◆ What to produce ◆
Reproduce every one of the entries below word for word, keeping each line unchanged.

◆ Records provided ◆
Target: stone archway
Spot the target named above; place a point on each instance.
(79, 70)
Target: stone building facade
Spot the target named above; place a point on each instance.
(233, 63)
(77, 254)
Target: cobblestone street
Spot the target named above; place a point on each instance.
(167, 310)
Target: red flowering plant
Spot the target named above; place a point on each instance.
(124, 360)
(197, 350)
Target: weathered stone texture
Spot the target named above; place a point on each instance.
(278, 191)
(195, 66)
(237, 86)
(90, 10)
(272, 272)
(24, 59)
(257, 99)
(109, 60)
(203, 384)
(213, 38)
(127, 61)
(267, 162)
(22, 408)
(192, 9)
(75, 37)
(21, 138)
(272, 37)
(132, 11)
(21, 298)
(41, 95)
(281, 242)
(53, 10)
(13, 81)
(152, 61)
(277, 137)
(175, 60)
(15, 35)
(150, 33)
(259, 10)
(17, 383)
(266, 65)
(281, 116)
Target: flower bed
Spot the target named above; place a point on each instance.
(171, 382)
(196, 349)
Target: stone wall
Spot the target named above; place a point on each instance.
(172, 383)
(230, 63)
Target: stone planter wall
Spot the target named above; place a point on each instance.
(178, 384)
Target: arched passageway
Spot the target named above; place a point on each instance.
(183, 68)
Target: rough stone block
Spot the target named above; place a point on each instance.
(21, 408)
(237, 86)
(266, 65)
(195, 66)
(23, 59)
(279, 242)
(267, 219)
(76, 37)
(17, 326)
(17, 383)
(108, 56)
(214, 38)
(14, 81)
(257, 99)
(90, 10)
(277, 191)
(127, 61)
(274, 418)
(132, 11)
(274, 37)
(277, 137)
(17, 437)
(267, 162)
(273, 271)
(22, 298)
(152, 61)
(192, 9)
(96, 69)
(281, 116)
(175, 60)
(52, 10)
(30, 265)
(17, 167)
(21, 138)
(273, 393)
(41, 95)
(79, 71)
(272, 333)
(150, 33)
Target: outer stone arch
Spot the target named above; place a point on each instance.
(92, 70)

◆ Complete output ◆
Target: stone archway
Spot the target named above; place a point on each instance.
(79, 70)
Target: stone building facade
Spot the target named above; place a point on each instance.
(233, 63)
(77, 254)
Target: cobblestone street
Spot the target named above; place a point on each instance.
(167, 310)
Target: red flowering plant
Spot the target named above; place a point on each instance.
(124, 360)
(197, 350)
Target: weathered stone texture
Spot the target named above; place a point on each instance.
(278, 191)
(195, 66)
(237, 86)
(90, 10)
(272, 272)
(24, 59)
(257, 99)
(109, 60)
(203, 384)
(213, 38)
(127, 61)
(267, 162)
(22, 408)
(192, 9)
(75, 37)
(21, 138)
(272, 37)
(132, 11)
(21, 298)
(41, 95)
(281, 242)
(53, 10)
(13, 81)
(152, 61)
(277, 137)
(175, 60)
(15, 35)
(150, 33)
(259, 10)
(17, 383)
(266, 65)
(281, 116)
Target: flower bed
Spot the target named above; place a point on each instance.
(171, 382)
(196, 349)
Target: stone wall
Spot the target named above; place a point on each instance.
(172, 383)
(230, 63)
Target: stone planter wall
Spot the target named above; place a point on each instance.
(178, 384)
Target: arched passageway
Spot the target named above; place a point on each instance.
(183, 68)
Target: rough stone block
Spot the target named above; place a point on each instance.
(21, 408)
(237, 86)
(266, 65)
(195, 66)
(23, 59)
(279, 242)
(267, 219)
(76, 37)
(17, 326)
(17, 383)
(108, 56)
(214, 38)
(14, 81)
(257, 99)
(90, 10)
(277, 191)
(127, 61)
(274, 418)
(132, 11)
(274, 37)
(277, 137)
(17, 437)
(267, 162)
(273, 271)
(22, 298)
(152, 61)
(192, 9)
(96, 69)
(281, 116)
(175, 60)
(52, 10)
(30, 265)
(17, 167)
(21, 138)
(273, 393)
(41, 95)
(79, 71)
(272, 333)
(150, 33)
Target: outer stone arch
Spot the target named above; place a point on each instance.
(92, 70)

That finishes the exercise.